>> Begin Dataset excerpts
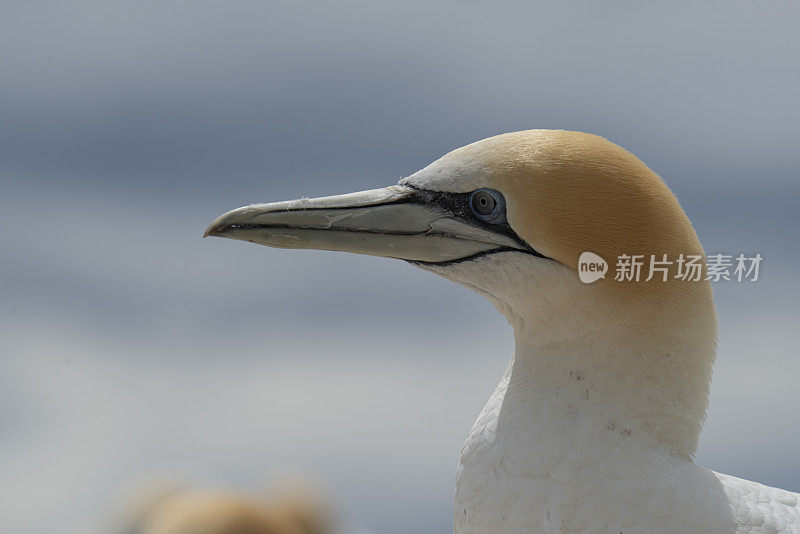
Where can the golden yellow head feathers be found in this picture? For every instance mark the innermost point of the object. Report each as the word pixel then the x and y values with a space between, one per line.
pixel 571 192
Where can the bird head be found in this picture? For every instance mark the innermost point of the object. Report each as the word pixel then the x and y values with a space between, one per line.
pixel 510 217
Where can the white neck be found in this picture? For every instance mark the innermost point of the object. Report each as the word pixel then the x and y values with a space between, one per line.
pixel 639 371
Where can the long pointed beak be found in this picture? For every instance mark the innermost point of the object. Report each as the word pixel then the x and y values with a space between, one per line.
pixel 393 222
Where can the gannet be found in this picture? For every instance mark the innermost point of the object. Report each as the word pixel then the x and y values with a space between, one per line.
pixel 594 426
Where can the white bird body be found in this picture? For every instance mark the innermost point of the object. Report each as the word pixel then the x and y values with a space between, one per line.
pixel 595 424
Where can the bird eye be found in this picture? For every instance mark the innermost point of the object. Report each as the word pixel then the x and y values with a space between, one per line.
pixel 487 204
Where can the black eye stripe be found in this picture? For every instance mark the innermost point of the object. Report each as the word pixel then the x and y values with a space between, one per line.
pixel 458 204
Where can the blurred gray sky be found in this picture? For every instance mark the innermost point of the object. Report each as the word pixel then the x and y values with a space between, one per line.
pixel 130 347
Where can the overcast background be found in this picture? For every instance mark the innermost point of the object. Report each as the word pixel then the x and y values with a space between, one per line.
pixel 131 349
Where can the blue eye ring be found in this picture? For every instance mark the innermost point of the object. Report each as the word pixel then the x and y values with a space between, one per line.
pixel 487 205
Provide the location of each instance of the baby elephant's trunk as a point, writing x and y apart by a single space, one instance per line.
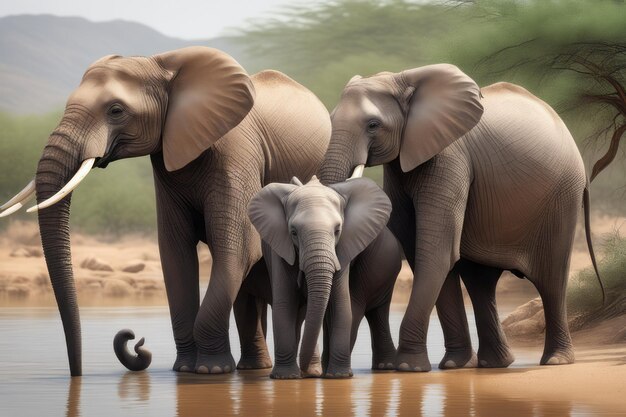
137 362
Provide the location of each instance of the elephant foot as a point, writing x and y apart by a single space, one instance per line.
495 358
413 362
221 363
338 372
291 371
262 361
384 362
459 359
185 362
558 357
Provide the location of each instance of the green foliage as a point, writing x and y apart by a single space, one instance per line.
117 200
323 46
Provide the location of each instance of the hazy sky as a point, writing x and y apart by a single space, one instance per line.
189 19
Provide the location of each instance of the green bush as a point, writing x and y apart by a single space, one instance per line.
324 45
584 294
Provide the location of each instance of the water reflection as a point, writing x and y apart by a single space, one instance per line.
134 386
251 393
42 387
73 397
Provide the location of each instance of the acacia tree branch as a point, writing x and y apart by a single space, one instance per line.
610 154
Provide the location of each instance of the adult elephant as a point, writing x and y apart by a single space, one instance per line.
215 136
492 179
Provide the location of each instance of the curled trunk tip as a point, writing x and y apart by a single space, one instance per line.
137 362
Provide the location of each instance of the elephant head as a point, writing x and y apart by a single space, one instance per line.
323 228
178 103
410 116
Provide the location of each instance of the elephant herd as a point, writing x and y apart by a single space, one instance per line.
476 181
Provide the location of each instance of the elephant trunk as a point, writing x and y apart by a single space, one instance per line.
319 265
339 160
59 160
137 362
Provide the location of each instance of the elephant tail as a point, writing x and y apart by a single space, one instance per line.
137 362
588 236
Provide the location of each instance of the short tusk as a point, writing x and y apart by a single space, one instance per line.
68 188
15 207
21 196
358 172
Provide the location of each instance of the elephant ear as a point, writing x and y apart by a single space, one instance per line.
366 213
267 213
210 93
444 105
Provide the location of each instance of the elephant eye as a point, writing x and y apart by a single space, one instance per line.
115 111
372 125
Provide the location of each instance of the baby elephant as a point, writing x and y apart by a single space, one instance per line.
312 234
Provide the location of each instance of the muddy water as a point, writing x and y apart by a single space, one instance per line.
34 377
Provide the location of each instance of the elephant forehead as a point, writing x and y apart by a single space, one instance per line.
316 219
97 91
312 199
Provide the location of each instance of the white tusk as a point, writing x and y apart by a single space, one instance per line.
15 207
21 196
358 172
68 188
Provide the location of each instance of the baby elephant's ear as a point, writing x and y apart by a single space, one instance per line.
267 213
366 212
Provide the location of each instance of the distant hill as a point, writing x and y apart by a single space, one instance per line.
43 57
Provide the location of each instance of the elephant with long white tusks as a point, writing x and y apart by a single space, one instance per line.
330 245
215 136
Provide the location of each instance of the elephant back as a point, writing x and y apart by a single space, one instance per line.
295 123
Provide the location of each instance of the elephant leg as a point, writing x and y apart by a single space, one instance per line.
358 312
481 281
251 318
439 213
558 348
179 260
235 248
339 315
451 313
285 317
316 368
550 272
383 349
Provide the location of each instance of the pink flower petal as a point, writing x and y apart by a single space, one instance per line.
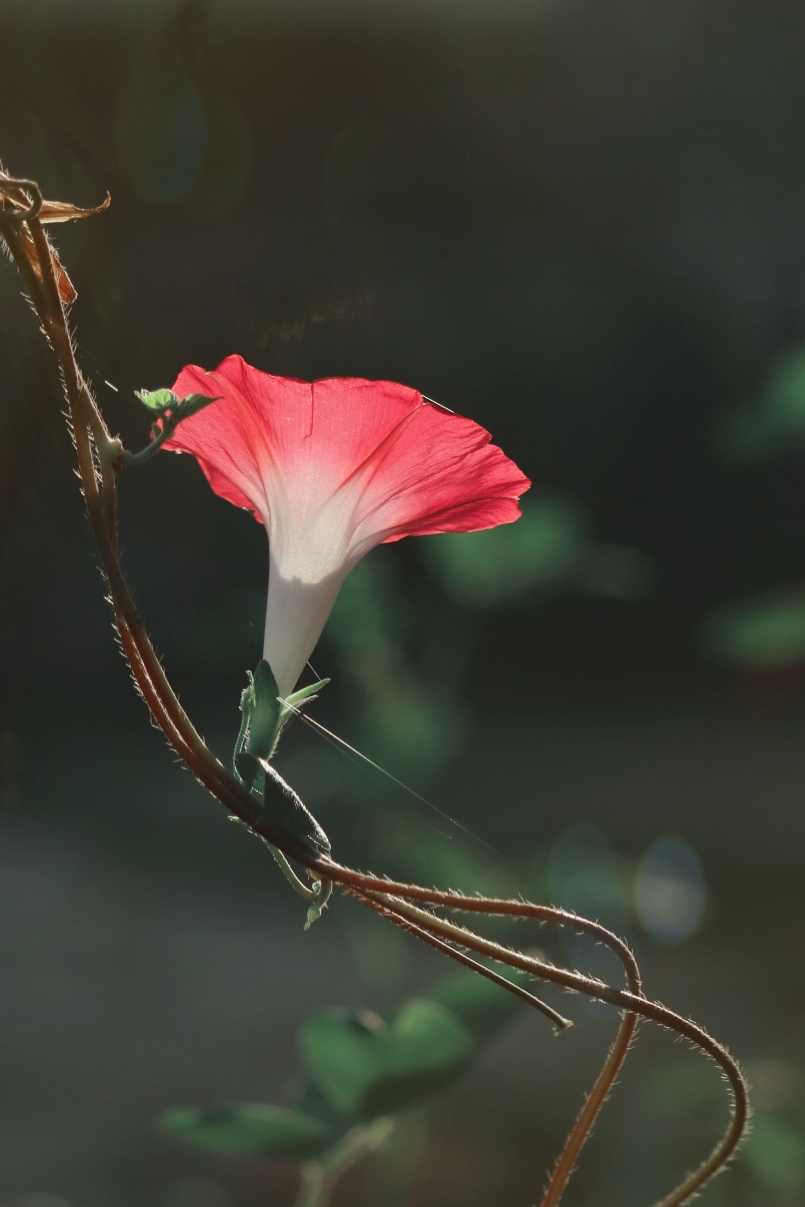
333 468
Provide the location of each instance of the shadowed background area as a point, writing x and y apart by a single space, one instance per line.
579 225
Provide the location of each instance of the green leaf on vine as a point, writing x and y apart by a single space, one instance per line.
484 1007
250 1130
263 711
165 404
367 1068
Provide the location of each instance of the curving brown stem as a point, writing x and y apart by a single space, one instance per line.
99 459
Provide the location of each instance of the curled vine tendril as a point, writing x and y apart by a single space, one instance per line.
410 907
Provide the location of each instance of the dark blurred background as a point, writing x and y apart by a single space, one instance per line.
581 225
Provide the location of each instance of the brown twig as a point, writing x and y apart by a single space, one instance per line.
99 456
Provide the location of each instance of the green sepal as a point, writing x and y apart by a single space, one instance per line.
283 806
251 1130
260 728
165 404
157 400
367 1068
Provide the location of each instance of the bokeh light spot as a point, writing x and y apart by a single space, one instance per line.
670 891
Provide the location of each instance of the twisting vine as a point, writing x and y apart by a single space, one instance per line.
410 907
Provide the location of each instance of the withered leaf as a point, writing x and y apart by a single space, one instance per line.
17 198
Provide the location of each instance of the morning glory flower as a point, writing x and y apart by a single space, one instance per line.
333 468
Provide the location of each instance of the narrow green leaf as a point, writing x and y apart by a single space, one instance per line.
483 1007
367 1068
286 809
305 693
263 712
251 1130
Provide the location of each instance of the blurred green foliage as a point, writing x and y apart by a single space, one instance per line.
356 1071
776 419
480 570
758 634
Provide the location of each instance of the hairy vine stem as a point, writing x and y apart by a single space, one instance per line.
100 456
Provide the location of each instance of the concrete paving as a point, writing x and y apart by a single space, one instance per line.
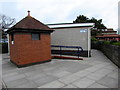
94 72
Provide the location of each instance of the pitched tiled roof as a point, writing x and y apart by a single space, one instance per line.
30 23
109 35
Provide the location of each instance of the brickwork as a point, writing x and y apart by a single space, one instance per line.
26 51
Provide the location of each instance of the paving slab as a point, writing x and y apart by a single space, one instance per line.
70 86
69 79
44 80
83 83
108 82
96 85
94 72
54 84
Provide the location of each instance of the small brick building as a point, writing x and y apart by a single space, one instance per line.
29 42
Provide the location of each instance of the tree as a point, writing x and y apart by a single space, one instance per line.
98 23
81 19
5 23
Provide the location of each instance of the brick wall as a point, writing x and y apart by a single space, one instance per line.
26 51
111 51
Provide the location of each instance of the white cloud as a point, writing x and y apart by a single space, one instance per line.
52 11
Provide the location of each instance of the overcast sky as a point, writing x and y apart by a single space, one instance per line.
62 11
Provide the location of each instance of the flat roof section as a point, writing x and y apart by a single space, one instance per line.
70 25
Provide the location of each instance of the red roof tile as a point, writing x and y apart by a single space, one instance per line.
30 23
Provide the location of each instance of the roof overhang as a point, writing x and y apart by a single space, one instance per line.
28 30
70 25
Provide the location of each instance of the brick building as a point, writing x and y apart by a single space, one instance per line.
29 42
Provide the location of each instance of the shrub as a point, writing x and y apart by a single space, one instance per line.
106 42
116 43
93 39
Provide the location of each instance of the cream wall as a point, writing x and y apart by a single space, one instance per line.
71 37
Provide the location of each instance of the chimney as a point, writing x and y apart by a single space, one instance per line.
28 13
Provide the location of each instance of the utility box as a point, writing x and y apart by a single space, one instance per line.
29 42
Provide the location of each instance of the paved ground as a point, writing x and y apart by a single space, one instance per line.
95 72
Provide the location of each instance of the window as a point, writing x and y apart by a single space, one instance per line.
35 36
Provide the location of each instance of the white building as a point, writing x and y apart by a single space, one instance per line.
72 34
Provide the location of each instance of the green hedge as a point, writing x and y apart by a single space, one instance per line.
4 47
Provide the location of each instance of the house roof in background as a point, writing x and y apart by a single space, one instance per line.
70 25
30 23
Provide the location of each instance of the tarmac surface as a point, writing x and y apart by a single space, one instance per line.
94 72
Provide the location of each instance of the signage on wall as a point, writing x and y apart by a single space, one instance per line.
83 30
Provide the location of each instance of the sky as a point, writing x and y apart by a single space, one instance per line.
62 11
>> End Dataset excerpts
Goal:
Retype the items word for word, beginning at the very start of the items and continuing through the line that contains "pixel 571 192". Leave the pictures out of your copy.

Problem solution:
Where can the golden yellow head feathers be found in this picture? For every instance mark the innermost point of the object. Report each as the word pixel then the x and y values with a space between, one per line.
pixel 571 192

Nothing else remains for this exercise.